===== Entries provided

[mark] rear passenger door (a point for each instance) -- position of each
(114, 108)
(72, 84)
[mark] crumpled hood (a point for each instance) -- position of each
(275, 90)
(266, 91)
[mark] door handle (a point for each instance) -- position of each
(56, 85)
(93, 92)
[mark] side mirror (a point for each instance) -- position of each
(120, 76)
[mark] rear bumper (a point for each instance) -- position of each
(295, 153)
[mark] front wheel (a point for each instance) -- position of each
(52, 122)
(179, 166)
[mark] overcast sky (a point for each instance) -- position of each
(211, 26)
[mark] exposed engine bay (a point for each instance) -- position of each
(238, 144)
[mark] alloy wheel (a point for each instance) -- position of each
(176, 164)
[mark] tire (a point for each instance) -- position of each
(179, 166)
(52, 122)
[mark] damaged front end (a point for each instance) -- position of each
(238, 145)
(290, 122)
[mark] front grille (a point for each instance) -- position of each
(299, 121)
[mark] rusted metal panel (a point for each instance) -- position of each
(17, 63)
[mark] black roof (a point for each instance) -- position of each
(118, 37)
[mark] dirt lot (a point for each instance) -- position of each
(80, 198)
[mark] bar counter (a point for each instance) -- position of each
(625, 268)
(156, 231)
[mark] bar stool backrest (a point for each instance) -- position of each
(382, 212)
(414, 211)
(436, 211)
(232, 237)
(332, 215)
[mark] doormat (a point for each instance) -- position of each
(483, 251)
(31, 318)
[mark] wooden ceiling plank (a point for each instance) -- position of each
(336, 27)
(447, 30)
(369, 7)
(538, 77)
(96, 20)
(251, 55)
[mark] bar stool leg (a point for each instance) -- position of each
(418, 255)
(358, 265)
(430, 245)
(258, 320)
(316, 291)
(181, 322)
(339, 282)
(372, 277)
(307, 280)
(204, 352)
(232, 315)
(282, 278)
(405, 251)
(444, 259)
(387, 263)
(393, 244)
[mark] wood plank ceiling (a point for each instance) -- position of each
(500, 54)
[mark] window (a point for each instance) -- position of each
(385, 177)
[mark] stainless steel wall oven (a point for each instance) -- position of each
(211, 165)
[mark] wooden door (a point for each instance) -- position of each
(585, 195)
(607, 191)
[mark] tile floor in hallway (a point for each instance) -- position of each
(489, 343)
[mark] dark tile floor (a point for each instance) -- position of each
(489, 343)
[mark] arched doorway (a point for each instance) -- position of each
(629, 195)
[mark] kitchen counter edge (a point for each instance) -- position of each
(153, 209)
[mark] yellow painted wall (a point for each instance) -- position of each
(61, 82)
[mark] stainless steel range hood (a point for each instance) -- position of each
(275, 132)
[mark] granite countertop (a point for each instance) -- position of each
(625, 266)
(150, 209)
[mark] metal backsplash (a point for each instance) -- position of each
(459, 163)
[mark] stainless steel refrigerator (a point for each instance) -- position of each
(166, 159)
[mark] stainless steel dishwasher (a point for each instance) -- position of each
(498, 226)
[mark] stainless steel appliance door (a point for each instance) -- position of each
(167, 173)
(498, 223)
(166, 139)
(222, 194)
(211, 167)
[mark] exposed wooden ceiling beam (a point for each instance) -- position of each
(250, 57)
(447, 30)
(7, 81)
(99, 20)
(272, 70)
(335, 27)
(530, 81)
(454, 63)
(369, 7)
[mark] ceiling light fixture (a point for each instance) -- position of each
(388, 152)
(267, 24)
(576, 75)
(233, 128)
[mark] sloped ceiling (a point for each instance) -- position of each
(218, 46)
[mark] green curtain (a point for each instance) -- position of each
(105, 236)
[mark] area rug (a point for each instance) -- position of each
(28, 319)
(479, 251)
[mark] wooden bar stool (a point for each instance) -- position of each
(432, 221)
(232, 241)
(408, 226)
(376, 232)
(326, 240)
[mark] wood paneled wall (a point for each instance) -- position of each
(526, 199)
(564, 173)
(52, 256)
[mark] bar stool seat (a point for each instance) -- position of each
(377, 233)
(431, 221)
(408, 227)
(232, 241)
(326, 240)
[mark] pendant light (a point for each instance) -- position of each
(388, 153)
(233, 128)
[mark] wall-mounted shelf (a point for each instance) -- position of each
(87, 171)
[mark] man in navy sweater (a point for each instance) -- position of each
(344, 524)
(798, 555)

==========

● Exercise:
Transcribe the listing shown above in full and without change.

● Result below:
[mark] rear passenger door (a point for each instance) -- position of each
(114, 108)
(72, 84)
[mark] crumpled hood (a point for each instance) -- position of each
(275, 90)
(266, 91)
[mark] door handle (a point for each instance) -- position of each
(56, 85)
(93, 92)
[mark] side mirror (a point for each instance) -- position of each
(120, 76)
[mark] rear bumper (a point for each instance) -- position of each
(295, 153)
[mark] front wheel (a point for each instance) -- position of each
(52, 122)
(179, 166)
[mark] overcast sky (a point for each instance) -- position of each
(211, 26)
[mark] exposed engine bay (a point for each instance) -- position of each
(238, 144)
[mark] alloy wheel (a point for each instance) -- position of each
(176, 164)
[mark] tire (a point for each instance) -- position of each
(179, 166)
(52, 122)
[mark] damaged front end (a point for each instance) -- position of each
(238, 145)
(290, 122)
[mark] front grille (a point for each instance) -- position of each
(299, 121)
[mark] rusted metal panel (a point for each instance) -- position of each
(17, 63)
[mark] black roof (a point for each instance) -- position of each
(118, 37)
[mark] dirt lot (a point for each instance) -- position of each
(80, 198)
[mark] bar counter (a point for each instance) -- position of each
(625, 268)
(156, 231)
[mark] bar stool backrest (a point for each instance) -- position of each
(382, 212)
(414, 211)
(436, 211)
(232, 237)
(332, 215)
[mark] doormat (a point for each instance) -- position of each
(483, 251)
(31, 318)
[mark] wooden ceiling plank (a point for each instance) -- position of each
(336, 27)
(447, 30)
(369, 7)
(538, 77)
(96, 20)
(251, 55)
[mark] bar stool leg (a point for each instance) -- position of each
(418, 255)
(358, 265)
(430, 245)
(258, 320)
(316, 291)
(181, 322)
(339, 282)
(372, 277)
(307, 280)
(204, 352)
(232, 315)
(282, 278)
(405, 251)
(444, 259)
(387, 263)
(393, 244)
[mark] wood plank ceiling (a point for each instance) -- position of each
(500, 54)
[mark] window (a point for each instance) -- position of each
(385, 177)
[mark] stainless steel wall oven (a point for each instance) -- position of each
(211, 165)
[mark] wooden door (a point for each instance) -- position of each
(585, 195)
(607, 191)
[mark] tile floor in hallway (a point for each instance) -- position of each
(489, 343)
[mark] dark tile floor (a point for each instance) -- position of each
(489, 343)
[mark] arched doorway (a point for each instance) -- position of each
(629, 195)
[mark] kitchen counter edge (a point for each instance) -- position of each
(153, 209)
[mark] yellow painted wall (a point for each instance) -- position of each
(61, 82)
[mark] stainless steel range hood (a point for each instance) -- position of each
(275, 132)
[mark] granite countertop (a point for each instance) -- position of each
(625, 266)
(150, 209)
[mark] metal backsplash (a point for each instance) -- position of each
(459, 163)
[mark] stainless steel refrigerator (a point for each instance) -- position of each
(166, 159)
[mark] stainless steel dishwasher (a point for each instance) -- position of each
(498, 226)
[mark] stainless steel appliance door (a point for each instance) -- position of each
(167, 173)
(498, 223)
(166, 139)
(222, 194)
(211, 167)
[mark] exposed wooden ceiling beam (a point for each instance) -- position of each
(250, 57)
(447, 30)
(7, 81)
(99, 20)
(272, 70)
(335, 27)
(530, 81)
(454, 63)
(369, 7)
[mark] ceiling light fixture (a point for each instance) -- position of each
(388, 152)
(267, 24)
(576, 75)
(233, 128)
[mark] sloped ceiling (a point for each instance) -- position of each
(218, 46)
[mark] green curtain (a point for each instance) -- position of each
(105, 236)
[mark] area rug (a point for each instance) -- position of each
(28, 319)
(479, 251)
[mark] wooden bar stool (a point for each instance) -- position of each
(432, 221)
(232, 241)
(408, 226)
(376, 232)
(326, 240)
[mark] wood paneled wall (a point for each instance) -- position of each
(526, 199)
(564, 173)
(52, 256)
[mark] bar stool seat (a point for each instance) -- position of each
(377, 233)
(431, 221)
(408, 227)
(232, 241)
(326, 240)
[mark] pendant light (a point for each instance) -- position of each
(388, 153)
(233, 128)
[mark] wall-mounted shelf (a point for each instance) -- position of each
(87, 171)
[mark] man in navy sweater (a point for each instance) -- position of each
(344, 524)
(798, 555)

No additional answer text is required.